• REQUIREMENT: Make the copy match the entries below exactly, with no pictures carried over.
··· DATA FOR ANALYSIS ···
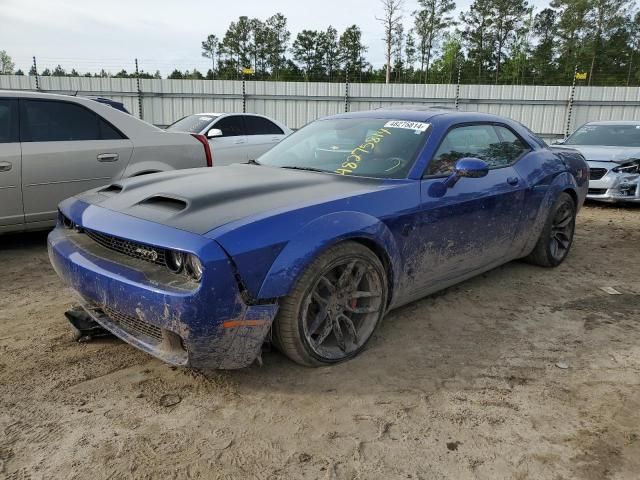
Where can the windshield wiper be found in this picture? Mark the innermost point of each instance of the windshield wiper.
(307, 169)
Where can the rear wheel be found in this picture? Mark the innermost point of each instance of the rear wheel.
(334, 308)
(557, 236)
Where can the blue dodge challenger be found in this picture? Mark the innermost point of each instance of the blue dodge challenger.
(312, 244)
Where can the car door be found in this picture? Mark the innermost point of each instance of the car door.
(262, 134)
(67, 148)
(231, 147)
(11, 212)
(471, 228)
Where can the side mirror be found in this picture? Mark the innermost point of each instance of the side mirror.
(471, 168)
(465, 168)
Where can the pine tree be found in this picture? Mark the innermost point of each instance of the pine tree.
(432, 20)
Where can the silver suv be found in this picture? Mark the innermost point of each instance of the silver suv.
(55, 146)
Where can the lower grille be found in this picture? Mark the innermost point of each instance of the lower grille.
(134, 325)
(129, 248)
(597, 173)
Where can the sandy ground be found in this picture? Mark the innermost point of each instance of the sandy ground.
(463, 384)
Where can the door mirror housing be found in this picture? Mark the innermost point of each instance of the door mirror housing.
(467, 167)
(214, 132)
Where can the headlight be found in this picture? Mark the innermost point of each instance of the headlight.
(194, 267)
(66, 221)
(631, 167)
(175, 261)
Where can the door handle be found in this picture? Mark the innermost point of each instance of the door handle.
(513, 180)
(108, 157)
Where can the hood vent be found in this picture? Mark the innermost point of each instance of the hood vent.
(111, 189)
(165, 203)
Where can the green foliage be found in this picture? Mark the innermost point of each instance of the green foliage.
(6, 63)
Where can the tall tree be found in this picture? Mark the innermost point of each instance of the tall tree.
(432, 20)
(478, 35)
(306, 52)
(278, 42)
(236, 44)
(602, 20)
(545, 29)
(634, 44)
(508, 15)
(452, 56)
(6, 63)
(571, 33)
(410, 50)
(352, 51)
(392, 16)
(398, 50)
(329, 50)
(210, 50)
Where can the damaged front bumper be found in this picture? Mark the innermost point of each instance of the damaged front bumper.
(205, 325)
(610, 185)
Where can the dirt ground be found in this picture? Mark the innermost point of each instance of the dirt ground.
(463, 384)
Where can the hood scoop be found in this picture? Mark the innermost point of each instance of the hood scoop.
(164, 203)
(111, 189)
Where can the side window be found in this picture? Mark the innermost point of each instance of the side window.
(8, 121)
(230, 126)
(511, 147)
(107, 132)
(261, 126)
(496, 145)
(48, 121)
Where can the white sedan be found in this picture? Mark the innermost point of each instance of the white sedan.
(234, 137)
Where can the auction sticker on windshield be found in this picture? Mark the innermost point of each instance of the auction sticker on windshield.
(417, 126)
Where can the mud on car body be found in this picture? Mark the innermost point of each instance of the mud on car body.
(310, 246)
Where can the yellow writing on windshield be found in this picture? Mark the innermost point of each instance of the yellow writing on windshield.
(362, 151)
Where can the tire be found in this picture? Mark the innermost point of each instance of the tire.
(557, 235)
(346, 285)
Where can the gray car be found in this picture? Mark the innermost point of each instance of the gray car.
(234, 137)
(55, 146)
(612, 150)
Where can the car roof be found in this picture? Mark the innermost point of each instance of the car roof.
(420, 113)
(615, 122)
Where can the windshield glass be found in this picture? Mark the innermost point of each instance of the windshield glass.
(606, 135)
(192, 123)
(364, 147)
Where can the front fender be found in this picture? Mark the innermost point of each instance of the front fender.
(560, 183)
(320, 234)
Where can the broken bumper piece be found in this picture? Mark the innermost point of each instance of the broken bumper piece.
(206, 326)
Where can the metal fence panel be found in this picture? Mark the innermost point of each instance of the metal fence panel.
(544, 109)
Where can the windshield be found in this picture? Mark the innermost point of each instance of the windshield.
(192, 123)
(606, 135)
(364, 147)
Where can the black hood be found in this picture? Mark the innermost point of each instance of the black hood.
(199, 200)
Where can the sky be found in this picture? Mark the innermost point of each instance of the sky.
(89, 35)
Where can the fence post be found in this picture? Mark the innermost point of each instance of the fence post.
(570, 104)
(458, 89)
(139, 91)
(35, 69)
(346, 91)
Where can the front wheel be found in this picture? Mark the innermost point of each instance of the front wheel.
(334, 308)
(557, 235)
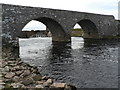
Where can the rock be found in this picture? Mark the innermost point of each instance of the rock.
(17, 68)
(4, 63)
(70, 87)
(45, 78)
(47, 83)
(28, 81)
(50, 81)
(39, 86)
(40, 82)
(58, 85)
(25, 73)
(15, 78)
(17, 85)
(37, 77)
(10, 75)
(6, 69)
···
• SOLUTION FOR THIS PROBLEM:
Where can the windshield wiper be found in this picture? Mark the innermost point of each instance of the windshield wiper.
(307, 169)
Where can the rear wheel be found in this picture? Mark the innermost point of each instance of the rear wheel.
(334, 308)
(557, 236)
Where can the blue dodge challenger be found in this picture? Mark the innermost point of each instance of the blue dodge challenger.
(312, 244)
Where can the car door be found in this picture? Mark the innermost point of each instance of the car door.
(262, 134)
(67, 148)
(231, 147)
(11, 212)
(471, 228)
Where can the side mirror be found in this picture? Mark the innermost point of each instance of the side mirror.
(471, 168)
(465, 168)
Where can the pine tree be found in this picture? Mark the innermost point of each instance of the pine tree.
(432, 20)
Where can the silver suv be found in this picture? Mark the innermost point of each instance of the silver suv.
(55, 146)
Where can the lower grille be found in this picture? Mark the innermost point of each instance of the lower grille.
(134, 325)
(129, 248)
(597, 173)
Where can the sandy ground be found in this picture? Mark the innermost point of each instance of the sandy ground.
(463, 384)
Where can the door mirror housing be found in this picture? Mark the innermost point of each instance of the door mirror housing.
(467, 167)
(214, 132)
Where can the headlight be found in this picture? Mark the innermost point of each instance of the headlight.
(194, 267)
(66, 221)
(631, 167)
(175, 261)
Where can the door handle be found in this picture? Mark the innermost point of each instance of the door handle.
(513, 180)
(108, 157)
Where can the hood vent be found in this picture? Mark the innermost point of each instance of the hood vent.
(111, 189)
(165, 203)
Where can the green foliage be found in this picture? Mark the innermost point of each instance of the green foliage.
(6, 63)
Where can the tall tree be found in this picture? Mark the innermost point of each instance of the tall tree.
(432, 20)
(478, 35)
(306, 52)
(278, 42)
(236, 44)
(602, 20)
(545, 29)
(634, 44)
(508, 15)
(452, 56)
(6, 63)
(571, 33)
(410, 50)
(352, 51)
(392, 16)
(398, 50)
(329, 50)
(210, 50)
Where can the damaged front bumper be found in this picture? Mark the innermost point of each instance of the damaged front bumper.
(205, 325)
(610, 185)
Where can the dirt ground be found in this picture? Mark the innermost point of each instance of the dirt ground.
(463, 384)
Where can the hood scoop be found in this picture? Mark the innermost point of each instance of the hood scoop.
(164, 203)
(111, 189)
Where can the side window be found in this picture? Mark the innermost point of each instance of the side window.
(8, 121)
(230, 126)
(511, 147)
(107, 132)
(261, 126)
(496, 145)
(48, 121)
Where can the white sedan be found in this picture? Mark the innermost point of each instance of the white sedan.
(234, 137)
Where can the auction sticker on windshield be found in this picture? Mark the innermost point of each instance of the auction sticker on windshield.
(417, 126)
Where can the mud on car body be found in this picture? Mark the innermost point of each instance of the mud on car body.
(310, 246)
Where can the yellow writing on windshield be found in this picture? Mark the innermost point of each instance of the yellow writing on windshield.
(362, 151)
Where can the tire be found in this picture? Mark the innermost point of each instance of the tire.
(557, 235)
(346, 285)
Where can the gray car be found in this picture? Mark the innermost point of each instance of the gray car.
(234, 137)
(55, 146)
(612, 150)
Where can the car roof be found in this picture? Mark the innermost point of each instance of the car roof.
(420, 113)
(615, 122)
Where can the windshield glass be found in this picture? Mark the innermost point of each instance of the windshield glass.
(606, 135)
(192, 123)
(364, 147)
Where can the front fender be found in this picture? Mark the innermost point of each instance of the front fender.
(560, 183)
(320, 234)
Where can the broken bumper piece be found in this picture? Mark the innermost point of each instance of the broken bumper piece.
(206, 326)
Where can the metal fence panel be found in this picture? Mark the innermost point of each instance of the metal fence panel.
(544, 109)
Where can the windshield be found in this picture? Mark the innermost point of each instance of the windshield.
(192, 123)
(606, 135)
(364, 147)
Where can the black hood be found in this picture? Mark the innermost point of each instance of the black hood.
(199, 200)
Where can the sky be found in this picture? Mark the innermost point of each instance of the sky.
(89, 35)
Where can the fence post be found in this picture? Mark the innermost point of each instance of the fence post.
(570, 104)
(458, 89)
(139, 91)
(35, 69)
(346, 91)
Where can the front wheel be found in this picture? Mark the innermost point of each instance of the front wheel.
(334, 308)
(557, 235)
Where can the rock be found in this picture? Mark the innermost point of each instance of the rock.
(17, 68)
(4, 63)
(70, 87)
(45, 78)
(47, 83)
(28, 81)
(50, 81)
(39, 86)
(40, 82)
(58, 85)
(25, 73)
(15, 78)
(17, 85)
(37, 77)
(10, 75)
(6, 69)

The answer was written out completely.